How many lines in the entries below contain the string "bill"? Reply with the number alone.

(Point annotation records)
====
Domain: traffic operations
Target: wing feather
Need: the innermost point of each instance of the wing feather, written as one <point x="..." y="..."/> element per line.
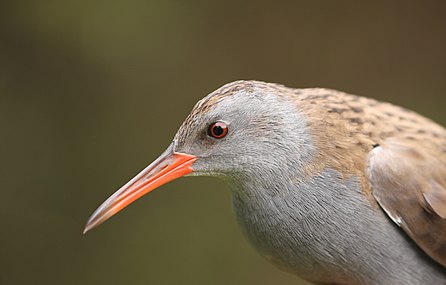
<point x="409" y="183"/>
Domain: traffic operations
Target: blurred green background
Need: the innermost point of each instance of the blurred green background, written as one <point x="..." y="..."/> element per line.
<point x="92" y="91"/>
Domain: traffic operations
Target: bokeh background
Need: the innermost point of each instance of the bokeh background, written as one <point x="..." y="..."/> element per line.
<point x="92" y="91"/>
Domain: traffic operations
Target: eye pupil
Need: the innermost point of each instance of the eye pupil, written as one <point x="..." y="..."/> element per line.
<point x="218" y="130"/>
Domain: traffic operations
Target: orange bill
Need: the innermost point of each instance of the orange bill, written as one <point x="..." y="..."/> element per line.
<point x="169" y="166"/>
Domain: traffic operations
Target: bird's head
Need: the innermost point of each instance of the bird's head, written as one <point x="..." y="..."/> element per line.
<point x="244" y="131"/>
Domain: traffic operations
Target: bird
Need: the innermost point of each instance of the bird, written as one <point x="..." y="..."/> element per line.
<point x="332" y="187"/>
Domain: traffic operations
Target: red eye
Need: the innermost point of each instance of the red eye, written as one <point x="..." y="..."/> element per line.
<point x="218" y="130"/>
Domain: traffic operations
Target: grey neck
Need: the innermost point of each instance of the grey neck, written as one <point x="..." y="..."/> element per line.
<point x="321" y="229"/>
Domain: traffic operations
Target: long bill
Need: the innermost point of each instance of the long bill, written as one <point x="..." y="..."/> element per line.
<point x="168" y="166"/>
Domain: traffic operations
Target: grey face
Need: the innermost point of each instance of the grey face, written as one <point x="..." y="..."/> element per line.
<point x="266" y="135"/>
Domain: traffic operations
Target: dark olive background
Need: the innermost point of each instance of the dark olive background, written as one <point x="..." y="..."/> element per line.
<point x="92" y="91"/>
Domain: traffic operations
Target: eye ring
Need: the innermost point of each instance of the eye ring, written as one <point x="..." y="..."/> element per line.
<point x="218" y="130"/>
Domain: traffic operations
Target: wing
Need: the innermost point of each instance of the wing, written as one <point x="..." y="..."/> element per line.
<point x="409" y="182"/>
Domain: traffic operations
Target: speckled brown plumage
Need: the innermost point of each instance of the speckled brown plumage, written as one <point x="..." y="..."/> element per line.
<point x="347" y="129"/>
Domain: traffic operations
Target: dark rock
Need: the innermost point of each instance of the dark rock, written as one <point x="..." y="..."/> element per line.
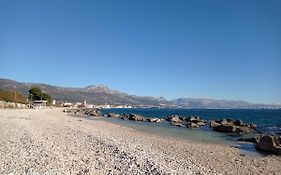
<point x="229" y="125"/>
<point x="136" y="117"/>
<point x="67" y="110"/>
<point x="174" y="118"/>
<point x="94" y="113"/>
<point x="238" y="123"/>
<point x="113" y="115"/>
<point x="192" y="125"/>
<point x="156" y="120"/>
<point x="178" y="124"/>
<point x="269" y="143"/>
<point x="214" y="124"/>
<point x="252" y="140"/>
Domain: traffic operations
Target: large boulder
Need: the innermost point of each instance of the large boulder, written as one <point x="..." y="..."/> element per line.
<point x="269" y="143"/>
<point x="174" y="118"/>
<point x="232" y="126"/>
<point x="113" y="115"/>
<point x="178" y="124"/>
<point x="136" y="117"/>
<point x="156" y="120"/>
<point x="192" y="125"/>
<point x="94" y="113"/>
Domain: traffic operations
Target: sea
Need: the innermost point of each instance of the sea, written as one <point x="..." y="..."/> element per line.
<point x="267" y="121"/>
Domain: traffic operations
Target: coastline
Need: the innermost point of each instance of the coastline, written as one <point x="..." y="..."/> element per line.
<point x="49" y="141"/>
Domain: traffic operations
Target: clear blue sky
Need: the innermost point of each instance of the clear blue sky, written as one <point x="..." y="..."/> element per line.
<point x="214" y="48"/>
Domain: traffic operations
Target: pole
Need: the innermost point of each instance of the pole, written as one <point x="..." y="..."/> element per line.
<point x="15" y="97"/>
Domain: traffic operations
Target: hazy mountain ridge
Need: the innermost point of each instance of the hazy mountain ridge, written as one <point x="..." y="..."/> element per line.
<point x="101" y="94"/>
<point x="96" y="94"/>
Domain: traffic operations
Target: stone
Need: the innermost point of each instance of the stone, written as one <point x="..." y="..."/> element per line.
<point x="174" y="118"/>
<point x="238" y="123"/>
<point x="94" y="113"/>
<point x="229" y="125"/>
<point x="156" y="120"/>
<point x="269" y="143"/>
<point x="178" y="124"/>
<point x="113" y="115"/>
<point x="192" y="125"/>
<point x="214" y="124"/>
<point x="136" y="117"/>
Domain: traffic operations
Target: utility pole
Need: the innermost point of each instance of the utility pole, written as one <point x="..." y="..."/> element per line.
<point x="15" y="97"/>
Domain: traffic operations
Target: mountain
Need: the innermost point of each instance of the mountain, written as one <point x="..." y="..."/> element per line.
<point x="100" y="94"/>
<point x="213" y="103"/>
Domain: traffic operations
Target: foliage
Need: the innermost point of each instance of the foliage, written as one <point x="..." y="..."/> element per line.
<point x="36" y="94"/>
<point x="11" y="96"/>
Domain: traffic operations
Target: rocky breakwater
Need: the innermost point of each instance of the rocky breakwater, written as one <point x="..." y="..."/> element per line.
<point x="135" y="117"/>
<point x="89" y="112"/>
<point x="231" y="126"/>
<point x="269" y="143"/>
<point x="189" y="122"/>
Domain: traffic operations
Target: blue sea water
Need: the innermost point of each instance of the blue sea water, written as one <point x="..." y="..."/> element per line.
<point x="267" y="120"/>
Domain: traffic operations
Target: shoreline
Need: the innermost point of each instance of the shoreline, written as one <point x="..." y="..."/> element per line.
====
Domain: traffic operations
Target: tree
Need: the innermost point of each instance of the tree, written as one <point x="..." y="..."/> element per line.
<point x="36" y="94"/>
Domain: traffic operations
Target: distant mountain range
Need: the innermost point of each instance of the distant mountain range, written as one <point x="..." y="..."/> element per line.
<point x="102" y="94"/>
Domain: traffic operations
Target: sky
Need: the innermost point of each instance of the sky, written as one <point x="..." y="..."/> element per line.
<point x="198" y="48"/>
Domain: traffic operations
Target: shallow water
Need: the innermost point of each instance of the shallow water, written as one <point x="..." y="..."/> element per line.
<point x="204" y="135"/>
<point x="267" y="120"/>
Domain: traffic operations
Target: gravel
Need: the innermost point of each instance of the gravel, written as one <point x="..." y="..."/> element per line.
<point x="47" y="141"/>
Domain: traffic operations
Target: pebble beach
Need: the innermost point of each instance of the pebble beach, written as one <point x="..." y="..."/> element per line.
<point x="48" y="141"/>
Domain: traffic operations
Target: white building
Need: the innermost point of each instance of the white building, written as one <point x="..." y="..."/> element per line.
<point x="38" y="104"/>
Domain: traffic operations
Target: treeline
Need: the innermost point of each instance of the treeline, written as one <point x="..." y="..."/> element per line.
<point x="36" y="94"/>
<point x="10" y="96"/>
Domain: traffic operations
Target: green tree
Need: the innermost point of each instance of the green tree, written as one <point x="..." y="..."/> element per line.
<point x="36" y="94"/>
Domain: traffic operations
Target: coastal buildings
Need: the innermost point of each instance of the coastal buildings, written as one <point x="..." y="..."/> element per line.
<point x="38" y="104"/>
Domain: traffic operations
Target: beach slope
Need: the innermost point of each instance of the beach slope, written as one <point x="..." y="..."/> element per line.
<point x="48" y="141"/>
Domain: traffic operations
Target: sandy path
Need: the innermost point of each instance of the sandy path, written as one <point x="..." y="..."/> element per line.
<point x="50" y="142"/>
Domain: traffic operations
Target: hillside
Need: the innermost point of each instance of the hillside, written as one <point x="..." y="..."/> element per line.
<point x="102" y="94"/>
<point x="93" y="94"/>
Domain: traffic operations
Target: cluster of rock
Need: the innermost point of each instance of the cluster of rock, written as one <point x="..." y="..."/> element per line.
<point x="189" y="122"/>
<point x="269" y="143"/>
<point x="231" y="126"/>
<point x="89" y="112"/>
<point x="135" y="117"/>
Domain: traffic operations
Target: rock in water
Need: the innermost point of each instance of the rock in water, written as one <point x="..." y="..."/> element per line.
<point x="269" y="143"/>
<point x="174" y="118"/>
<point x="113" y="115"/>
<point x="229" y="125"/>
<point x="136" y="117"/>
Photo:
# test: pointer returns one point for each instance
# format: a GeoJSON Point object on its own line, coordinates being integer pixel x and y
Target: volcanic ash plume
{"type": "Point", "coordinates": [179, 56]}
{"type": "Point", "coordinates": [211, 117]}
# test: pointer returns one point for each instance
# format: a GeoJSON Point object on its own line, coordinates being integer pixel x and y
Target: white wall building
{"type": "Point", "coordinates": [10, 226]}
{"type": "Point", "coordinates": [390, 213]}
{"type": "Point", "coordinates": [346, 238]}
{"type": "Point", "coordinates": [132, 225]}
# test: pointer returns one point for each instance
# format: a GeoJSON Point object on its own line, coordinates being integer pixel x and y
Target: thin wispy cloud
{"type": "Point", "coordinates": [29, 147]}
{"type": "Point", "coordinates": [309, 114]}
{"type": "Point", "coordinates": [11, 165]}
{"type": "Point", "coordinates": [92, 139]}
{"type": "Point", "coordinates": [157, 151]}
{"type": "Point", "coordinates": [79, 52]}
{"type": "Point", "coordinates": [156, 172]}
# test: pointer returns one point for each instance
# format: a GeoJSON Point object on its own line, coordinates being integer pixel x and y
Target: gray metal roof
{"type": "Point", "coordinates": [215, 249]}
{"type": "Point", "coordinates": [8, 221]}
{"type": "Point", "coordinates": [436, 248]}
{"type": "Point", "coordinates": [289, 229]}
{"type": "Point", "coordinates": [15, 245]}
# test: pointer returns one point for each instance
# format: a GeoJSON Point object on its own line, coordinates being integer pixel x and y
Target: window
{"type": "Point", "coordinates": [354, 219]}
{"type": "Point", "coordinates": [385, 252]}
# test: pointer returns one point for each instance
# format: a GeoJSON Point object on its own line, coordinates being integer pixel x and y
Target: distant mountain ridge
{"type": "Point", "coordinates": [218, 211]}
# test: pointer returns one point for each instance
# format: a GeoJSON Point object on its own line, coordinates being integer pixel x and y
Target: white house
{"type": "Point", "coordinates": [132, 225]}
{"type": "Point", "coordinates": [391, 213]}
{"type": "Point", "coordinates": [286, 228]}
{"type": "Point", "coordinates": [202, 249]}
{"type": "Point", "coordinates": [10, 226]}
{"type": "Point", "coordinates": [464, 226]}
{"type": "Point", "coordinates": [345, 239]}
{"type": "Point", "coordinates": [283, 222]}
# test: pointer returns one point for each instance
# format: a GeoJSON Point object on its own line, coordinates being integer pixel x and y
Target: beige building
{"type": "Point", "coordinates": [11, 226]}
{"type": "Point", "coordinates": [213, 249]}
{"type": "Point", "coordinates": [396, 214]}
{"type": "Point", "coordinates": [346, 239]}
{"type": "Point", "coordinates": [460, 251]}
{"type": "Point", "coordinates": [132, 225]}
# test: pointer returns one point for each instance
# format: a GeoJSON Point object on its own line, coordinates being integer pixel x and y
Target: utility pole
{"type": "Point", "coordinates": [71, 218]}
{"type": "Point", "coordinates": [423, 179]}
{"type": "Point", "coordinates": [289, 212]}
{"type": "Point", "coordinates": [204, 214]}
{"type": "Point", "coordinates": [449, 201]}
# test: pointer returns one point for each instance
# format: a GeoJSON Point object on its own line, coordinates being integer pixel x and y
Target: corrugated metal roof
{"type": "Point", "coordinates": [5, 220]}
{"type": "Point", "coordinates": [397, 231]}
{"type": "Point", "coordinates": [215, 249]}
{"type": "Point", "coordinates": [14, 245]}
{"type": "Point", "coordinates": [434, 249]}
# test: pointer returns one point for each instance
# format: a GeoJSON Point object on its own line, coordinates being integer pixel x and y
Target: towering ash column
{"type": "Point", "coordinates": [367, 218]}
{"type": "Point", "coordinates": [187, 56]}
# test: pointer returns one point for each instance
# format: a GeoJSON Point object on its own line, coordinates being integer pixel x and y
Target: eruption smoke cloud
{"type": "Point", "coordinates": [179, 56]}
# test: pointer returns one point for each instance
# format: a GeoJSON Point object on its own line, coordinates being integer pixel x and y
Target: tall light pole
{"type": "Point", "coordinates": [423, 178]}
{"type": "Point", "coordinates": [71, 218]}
====
◆ **CORRECT OUTPUT**:
4